Stored items from a collection
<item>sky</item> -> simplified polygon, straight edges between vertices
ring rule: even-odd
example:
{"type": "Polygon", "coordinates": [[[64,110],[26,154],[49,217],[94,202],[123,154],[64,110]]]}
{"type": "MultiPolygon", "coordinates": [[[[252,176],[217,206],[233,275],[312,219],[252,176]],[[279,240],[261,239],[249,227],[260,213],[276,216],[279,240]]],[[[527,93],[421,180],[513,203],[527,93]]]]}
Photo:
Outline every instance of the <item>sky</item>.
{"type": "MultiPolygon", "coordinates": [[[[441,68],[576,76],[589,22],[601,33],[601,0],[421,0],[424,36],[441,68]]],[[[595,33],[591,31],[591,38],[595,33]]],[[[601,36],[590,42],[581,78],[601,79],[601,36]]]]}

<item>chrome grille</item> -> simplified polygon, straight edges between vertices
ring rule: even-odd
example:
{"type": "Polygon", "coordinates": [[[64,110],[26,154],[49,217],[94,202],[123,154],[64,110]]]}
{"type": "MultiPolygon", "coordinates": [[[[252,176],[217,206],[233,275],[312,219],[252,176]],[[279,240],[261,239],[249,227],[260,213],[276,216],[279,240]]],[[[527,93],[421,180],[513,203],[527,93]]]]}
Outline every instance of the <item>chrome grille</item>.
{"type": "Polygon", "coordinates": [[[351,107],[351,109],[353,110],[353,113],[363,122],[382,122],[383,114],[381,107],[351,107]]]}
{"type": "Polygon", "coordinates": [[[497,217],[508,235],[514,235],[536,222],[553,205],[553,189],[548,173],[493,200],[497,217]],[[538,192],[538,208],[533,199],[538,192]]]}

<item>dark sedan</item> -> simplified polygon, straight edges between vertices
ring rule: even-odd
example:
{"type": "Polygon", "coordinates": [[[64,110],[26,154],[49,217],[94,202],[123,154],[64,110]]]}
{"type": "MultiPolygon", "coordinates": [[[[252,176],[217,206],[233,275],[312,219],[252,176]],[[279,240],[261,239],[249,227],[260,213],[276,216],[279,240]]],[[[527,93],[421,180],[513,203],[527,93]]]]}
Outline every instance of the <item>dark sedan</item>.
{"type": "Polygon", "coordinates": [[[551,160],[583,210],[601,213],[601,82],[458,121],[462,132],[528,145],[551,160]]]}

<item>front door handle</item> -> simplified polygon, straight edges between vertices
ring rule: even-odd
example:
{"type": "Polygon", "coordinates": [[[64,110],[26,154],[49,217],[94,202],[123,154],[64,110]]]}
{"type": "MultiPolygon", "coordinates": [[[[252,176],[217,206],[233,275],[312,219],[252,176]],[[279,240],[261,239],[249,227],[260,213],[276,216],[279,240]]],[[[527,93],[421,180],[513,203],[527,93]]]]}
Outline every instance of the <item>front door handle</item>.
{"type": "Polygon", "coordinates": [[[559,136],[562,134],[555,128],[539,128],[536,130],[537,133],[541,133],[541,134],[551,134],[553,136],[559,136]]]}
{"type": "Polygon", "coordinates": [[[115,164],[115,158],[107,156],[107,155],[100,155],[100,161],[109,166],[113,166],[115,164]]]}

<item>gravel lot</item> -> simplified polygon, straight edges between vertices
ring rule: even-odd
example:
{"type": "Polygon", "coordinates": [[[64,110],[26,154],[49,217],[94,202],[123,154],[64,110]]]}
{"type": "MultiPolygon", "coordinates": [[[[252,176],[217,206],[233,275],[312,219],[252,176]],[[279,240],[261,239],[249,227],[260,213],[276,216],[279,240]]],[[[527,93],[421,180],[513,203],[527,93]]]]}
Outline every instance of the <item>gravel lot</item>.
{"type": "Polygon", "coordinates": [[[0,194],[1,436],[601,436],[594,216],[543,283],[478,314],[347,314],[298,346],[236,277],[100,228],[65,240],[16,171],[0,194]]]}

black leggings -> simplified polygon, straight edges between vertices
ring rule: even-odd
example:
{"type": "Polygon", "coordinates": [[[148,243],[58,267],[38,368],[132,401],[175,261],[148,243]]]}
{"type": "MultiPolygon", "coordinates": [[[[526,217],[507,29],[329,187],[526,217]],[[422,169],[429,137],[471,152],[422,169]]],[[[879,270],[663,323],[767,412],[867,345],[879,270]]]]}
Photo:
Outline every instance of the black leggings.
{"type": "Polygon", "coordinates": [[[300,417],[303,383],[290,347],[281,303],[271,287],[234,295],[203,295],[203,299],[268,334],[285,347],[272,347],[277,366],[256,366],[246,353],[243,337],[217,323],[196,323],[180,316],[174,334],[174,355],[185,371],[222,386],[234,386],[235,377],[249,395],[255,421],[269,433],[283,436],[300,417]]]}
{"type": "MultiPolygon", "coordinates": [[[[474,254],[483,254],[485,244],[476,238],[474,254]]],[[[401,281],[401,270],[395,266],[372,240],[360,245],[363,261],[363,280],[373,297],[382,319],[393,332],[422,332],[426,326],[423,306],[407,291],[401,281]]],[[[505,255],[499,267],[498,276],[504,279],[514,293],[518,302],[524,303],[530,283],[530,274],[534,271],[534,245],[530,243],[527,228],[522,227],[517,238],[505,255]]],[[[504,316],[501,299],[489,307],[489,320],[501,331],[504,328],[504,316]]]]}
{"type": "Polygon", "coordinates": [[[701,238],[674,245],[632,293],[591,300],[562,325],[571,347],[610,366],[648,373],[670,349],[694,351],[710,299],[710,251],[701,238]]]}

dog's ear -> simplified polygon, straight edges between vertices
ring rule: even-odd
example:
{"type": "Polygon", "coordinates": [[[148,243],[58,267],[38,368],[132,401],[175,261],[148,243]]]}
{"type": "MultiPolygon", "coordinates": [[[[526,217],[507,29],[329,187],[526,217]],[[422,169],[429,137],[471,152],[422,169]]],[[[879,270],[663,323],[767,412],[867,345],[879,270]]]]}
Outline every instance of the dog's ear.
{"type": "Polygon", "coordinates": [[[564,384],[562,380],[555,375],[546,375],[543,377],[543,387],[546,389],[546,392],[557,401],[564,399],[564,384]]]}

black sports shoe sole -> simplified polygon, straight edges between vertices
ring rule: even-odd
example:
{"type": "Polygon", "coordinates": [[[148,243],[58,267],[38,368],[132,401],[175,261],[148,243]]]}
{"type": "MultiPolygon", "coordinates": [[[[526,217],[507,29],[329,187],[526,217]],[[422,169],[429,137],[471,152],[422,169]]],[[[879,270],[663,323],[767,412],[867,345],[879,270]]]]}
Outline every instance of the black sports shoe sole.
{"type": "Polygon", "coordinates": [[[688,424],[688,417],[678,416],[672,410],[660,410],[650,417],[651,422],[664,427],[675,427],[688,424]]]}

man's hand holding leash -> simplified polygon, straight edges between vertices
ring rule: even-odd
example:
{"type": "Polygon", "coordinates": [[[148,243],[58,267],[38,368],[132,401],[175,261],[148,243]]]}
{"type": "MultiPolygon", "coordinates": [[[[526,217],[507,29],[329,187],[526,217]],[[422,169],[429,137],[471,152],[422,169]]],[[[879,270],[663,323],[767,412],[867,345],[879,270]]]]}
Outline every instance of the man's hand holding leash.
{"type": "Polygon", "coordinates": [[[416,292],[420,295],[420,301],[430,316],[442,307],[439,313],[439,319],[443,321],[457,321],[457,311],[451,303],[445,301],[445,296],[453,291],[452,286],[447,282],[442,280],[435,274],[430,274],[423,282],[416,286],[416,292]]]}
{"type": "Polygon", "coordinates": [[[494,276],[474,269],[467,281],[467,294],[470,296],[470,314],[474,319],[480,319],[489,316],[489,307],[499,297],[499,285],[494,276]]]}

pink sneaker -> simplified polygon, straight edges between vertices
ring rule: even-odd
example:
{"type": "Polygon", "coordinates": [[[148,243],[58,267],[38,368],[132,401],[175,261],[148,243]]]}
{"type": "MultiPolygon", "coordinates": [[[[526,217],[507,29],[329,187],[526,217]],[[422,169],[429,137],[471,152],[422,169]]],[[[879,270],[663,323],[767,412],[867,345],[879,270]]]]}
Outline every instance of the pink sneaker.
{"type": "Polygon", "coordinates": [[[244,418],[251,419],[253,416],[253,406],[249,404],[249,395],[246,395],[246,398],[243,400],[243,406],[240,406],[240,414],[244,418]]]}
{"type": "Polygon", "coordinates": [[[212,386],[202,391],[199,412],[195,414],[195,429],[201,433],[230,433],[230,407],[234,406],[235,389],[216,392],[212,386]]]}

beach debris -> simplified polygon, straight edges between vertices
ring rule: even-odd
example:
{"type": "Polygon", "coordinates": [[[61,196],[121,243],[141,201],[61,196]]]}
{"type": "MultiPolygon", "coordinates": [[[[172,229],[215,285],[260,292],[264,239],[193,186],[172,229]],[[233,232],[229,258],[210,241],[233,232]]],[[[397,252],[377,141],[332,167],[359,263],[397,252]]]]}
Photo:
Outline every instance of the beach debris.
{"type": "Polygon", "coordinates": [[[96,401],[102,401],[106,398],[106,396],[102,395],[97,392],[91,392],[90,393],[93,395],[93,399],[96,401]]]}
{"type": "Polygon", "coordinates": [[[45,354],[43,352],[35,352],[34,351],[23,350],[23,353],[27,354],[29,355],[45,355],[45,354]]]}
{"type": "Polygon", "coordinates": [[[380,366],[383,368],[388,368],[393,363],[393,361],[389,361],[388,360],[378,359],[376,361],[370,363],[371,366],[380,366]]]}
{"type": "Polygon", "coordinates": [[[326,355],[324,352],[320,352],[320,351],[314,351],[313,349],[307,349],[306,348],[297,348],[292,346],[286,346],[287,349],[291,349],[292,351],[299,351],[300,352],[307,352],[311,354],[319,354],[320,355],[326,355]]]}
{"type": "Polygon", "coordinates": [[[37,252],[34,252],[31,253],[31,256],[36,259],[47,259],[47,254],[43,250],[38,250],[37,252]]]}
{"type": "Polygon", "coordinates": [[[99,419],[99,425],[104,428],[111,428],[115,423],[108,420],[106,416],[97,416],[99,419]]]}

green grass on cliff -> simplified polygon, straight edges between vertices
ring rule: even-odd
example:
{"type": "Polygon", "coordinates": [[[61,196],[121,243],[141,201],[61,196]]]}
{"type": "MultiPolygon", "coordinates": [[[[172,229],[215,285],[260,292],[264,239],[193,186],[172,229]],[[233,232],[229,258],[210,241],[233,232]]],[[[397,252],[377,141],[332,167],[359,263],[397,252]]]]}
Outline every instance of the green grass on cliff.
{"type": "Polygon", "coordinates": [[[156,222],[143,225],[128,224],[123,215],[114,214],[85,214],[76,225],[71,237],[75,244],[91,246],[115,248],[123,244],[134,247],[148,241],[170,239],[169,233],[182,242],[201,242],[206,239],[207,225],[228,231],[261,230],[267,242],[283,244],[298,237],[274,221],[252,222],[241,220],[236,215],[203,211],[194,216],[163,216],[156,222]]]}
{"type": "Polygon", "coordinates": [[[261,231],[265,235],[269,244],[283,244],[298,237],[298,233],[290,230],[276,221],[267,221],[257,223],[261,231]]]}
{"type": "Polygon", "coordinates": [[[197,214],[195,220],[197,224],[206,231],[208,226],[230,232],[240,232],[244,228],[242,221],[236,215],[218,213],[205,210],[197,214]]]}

#### [AIM OF THE EXERCISE]
Format the data above as a JSON list of strings, one string per line and no blank lines. Begin at the line that contains "beach debris ->" and stop after the line that contains "Outline every instance of the beach debris.".

#### [EXERCISE SOLUTION]
[
  "beach debris -> simplified polygon, straight edges between vertices",
  "ring rule: even-odd",
  "example:",
  "{\"type\": \"Polygon\", \"coordinates\": [[[61,196],[121,243],[141,201],[61,196]]]}",
  "{\"type\": \"MultiPolygon\", \"coordinates\": [[[[172,229],[215,285],[260,292],[264,239],[193,186],[172,229]],[[233,232],[229,258],[210,241],[233,232]]],[[[397,252],[377,141],[332,167],[359,263],[397,252]]]]}",
  "Photo:",
  "Outline every instance of the beach debris."
]